Texte à lire:

※ ※ ※

Le 10 mars prochain, la chanteuse sahraouie Aziza Brahim était censée se produire à l’Institut du Monde Arabe à Paris. C’était sans compter sur l’intransigeance des autorités marocaines pour tout ce qui a trait, de près ou de loin, à la culture sahraouie.
L’Institut du Monde Arabe est en grande partie financé par l’Etat français mais également par la Ligue arabe et une poignée de mécènes privés. Certains des bailleurs de fonds marocains sont montés au créneau suite à la parution d’un article dans le magazine 360, une officine du palais royal chérifien [1]. L’article (truffé d’erreurs) qualifiait Aziza Brahim « d’activiste du Front Polisario ». Les bailleurs de fonds ont alors sollicité le Consulat du Maroc afin qu’il agisse directement auprès de l’Institut.
Une stratégie qui semble avoir payé puisque l’Institut a tout simplement fait le choix de déprogrammer Aziza Brahim du festival les « Arabofolies ».

※ ※ ※

Données:
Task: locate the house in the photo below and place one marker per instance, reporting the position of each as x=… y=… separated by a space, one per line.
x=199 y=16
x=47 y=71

※ ※ ※

Consigne:
Recopie le passage du texte sur Aziza Brahim de « Le 10 mars prochain, la » à « auprès de l’Institut. », en changeant « magazine » en « journal ». Les lignes n'ont aucun lien avec le texte.

Corrigé:
Le 10 mars prochain, la chanteuse sahraouie Aziza Brahim était censée se produire à l’Institut du Monde Arabe à Paris. C’était sans compter sur l’intransigeance des autorités marocaines pour tout ce qui a trait, de près ou de loin, à la culture sahraouie.
L’Institut du Monde Arabe est en grande partie financé par l’Etat français mais également par la Ligue arabe et une poignée de mécènes privés. Certains des bailleurs de fonds marocains sont montés au créneau suite à la parution d’un article dans le journal 360, une officine du palais royal chérifien [1]. L’article (truffé d’erreurs) qualifiait Aziza Brahim « d’activiste du Front Polisario ». Les bailleurs de fonds ont alors sollicité le Consulat du Maroc afin qu’il agisse directement auprès de l’Institut.